+++ Excerpted text
State of Rhode Island, Superior Court. PROVIDENCE, S.C
Dec 7, 2006
C.A. No. 2005-0264 (R.I. Super. Dec. 7, 2006)

Opinion

C.A. No. 2005-0264.

Filed: December 7, 2006.


DECISION


Before this Court is the appeal of David and Jennifer Clancy (the Clancys) from an April 17, 2005, Decision of the Zoning Board of Review for the Town of Jamestown (Decision and Board respectively), purportedly denying their application for a special use permit. Jurisdiction is pursuant to R.I. Gen. Laws § 45-24-69.

FACTS AND TRAVEL

The Clancys own property described as Assessor's Plat 7, Lot 22 located at 382 North Road, Jamestown, Rhode Island. The property is located in an RR-200 zone and consists of approximately 65,340 square feet. In addition to residing on the subject property, the Clancys operate a glass-blowing studio located on the lot. Although not pertinent to the special use permit application at issue on this appeal, much of the argument submitted by counsel and the Decision itself centers on the Clancys' construction of the glass-blowing studio. Thus, a brief discussion of the procedural journey the Clancys embarked upon when they sought to construct their studio is necessary.
++++++
+++ Recorded information
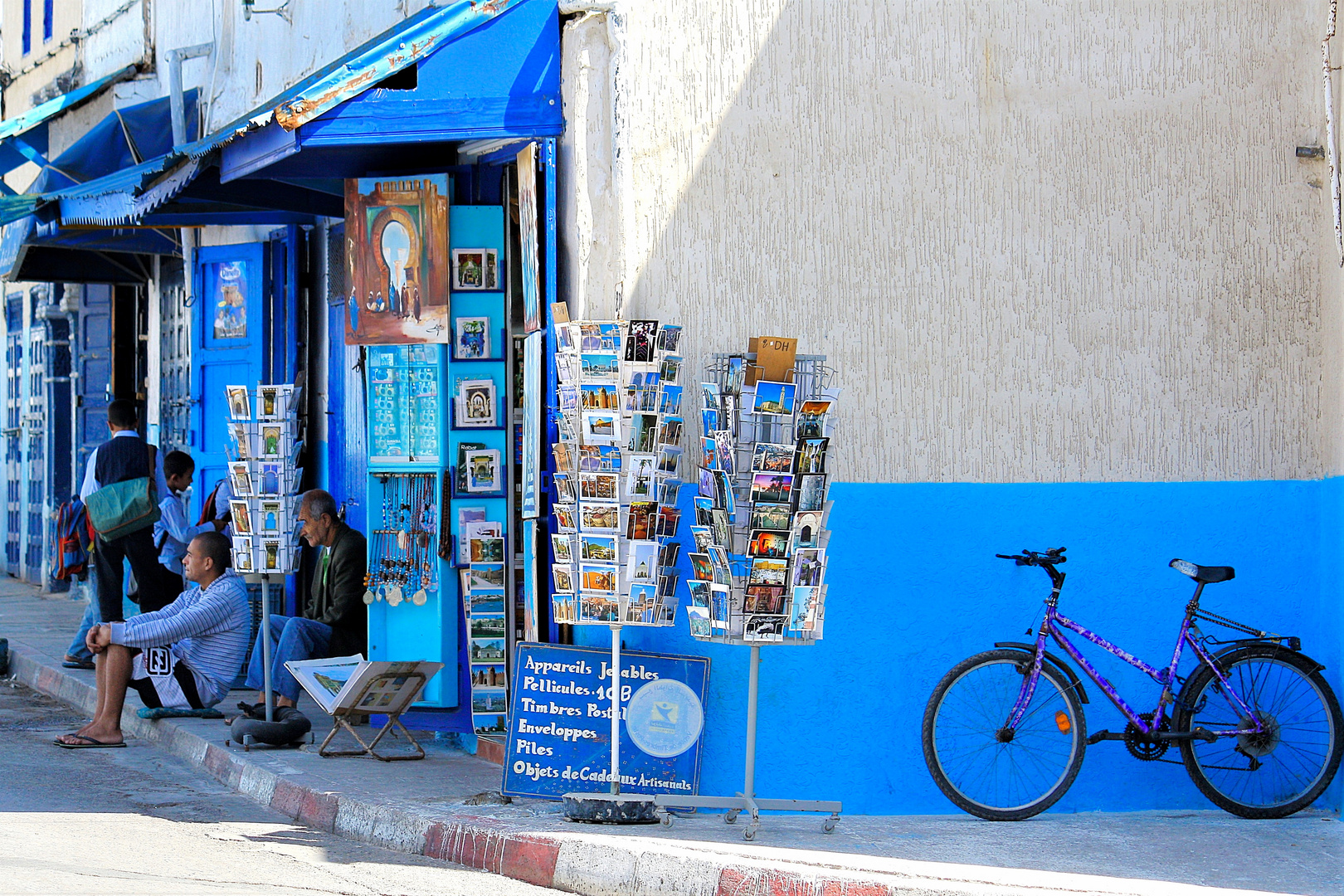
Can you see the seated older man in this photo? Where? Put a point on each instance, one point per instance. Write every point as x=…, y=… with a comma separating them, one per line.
x=183, y=655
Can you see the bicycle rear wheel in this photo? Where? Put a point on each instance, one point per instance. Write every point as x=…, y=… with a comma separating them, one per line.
x=986, y=770
x=1292, y=762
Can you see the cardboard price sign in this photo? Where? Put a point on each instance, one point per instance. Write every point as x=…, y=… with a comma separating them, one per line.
x=559, y=726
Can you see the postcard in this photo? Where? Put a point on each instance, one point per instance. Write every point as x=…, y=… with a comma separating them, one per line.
x=737, y=375
x=598, y=367
x=767, y=544
x=240, y=403
x=597, y=577
x=702, y=566
x=566, y=518
x=600, y=518
x=772, y=516
x=767, y=571
x=763, y=627
x=641, y=563
x=802, y=609
x=601, y=427
x=242, y=553
x=668, y=338
x=240, y=518
x=643, y=433
x=600, y=486
x=641, y=342
x=641, y=607
x=721, y=605
x=812, y=492
x=671, y=368
x=240, y=480
x=772, y=488
x=806, y=528
x=597, y=547
x=668, y=458
x=811, y=455
x=808, y=566
x=722, y=524
x=563, y=578
x=773, y=398
x=763, y=598
x=699, y=622
x=476, y=403
x=483, y=470
x=594, y=607
x=472, y=338
x=565, y=488
x=772, y=457
x=704, y=505
x=641, y=520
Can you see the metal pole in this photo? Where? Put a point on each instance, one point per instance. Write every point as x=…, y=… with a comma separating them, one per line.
x=616, y=709
x=749, y=785
x=265, y=645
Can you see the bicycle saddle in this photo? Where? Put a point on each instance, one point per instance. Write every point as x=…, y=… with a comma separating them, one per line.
x=1209, y=575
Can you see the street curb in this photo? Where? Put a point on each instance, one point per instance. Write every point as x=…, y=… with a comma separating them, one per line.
x=587, y=864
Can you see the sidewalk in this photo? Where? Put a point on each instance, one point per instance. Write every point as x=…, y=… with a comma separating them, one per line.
x=442, y=807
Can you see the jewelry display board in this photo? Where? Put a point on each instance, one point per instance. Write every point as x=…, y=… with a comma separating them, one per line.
x=760, y=528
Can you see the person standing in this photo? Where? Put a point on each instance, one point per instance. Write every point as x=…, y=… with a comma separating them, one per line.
x=125, y=455
x=173, y=535
x=335, y=621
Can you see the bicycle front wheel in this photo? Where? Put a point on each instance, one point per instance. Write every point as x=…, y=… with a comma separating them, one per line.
x=1291, y=762
x=981, y=766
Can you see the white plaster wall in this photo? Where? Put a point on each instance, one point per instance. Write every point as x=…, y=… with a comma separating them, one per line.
x=1042, y=241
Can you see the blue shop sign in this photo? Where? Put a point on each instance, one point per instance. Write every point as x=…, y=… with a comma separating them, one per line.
x=559, y=726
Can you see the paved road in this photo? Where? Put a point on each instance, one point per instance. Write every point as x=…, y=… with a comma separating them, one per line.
x=140, y=822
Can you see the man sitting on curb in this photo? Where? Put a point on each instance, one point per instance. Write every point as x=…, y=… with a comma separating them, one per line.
x=206, y=635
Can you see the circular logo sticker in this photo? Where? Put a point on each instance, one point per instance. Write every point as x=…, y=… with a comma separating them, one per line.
x=665, y=718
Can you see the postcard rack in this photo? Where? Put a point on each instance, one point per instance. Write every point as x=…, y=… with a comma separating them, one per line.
x=752, y=457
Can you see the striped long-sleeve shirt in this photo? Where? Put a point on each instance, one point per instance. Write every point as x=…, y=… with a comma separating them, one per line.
x=207, y=627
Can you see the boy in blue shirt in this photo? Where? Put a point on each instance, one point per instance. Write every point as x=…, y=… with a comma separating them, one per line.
x=173, y=535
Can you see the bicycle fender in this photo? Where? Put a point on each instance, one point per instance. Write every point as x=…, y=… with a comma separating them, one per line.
x=1074, y=681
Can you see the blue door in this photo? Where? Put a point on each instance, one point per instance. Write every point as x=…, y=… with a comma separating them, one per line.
x=229, y=325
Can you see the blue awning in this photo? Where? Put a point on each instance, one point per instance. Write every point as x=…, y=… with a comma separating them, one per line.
x=23, y=139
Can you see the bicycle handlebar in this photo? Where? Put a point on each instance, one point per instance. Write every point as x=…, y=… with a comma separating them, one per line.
x=1036, y=558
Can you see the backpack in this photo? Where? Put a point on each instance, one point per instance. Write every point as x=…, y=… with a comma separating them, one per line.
x=74, y=536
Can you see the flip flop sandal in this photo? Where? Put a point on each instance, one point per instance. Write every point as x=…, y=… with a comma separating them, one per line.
x=89, y=743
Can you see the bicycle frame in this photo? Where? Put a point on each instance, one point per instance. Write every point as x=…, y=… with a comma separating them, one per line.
x=1055, y=621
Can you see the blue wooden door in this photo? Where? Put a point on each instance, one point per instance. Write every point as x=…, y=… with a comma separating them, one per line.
x=229, y=336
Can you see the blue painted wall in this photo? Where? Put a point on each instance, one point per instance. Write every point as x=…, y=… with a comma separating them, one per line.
x=916, y=587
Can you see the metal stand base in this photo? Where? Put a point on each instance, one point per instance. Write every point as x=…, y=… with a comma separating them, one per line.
x=746, y=801
x=750, y=805
x=611, y=809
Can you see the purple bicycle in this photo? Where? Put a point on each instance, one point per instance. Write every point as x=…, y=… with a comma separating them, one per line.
x=1257, y=726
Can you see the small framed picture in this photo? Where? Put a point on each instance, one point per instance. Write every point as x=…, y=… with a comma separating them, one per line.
x=475, y=269
x=483, y=470
x=773, y=398
x=240, y=405
x=472, y=338
x=476, y=403
x=240, y=480
x=242, y=553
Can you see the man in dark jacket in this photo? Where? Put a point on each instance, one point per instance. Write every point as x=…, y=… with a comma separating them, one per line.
x=123, y=457
x=335, y=621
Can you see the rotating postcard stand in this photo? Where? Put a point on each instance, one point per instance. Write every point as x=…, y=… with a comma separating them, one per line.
x=264, y=448
x=760, y=538
x=616, y=490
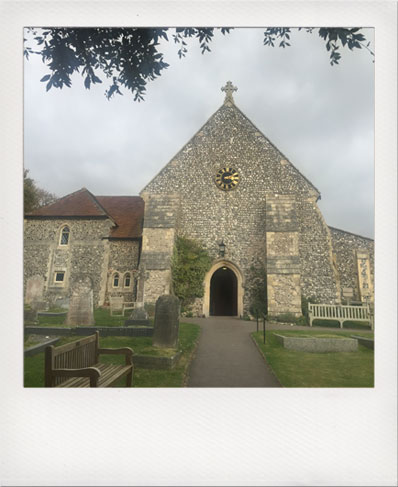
++++++
◆ List of tasks ◆
1 > In the court decision excerpt, what do the Clancys operate on their lot in addition to living there?
2 > Tally the lines of the records that contain the string "wall". Give only the number.

◆ Expected outputs ◆
1 > A glass-blowing studio.

2 > 2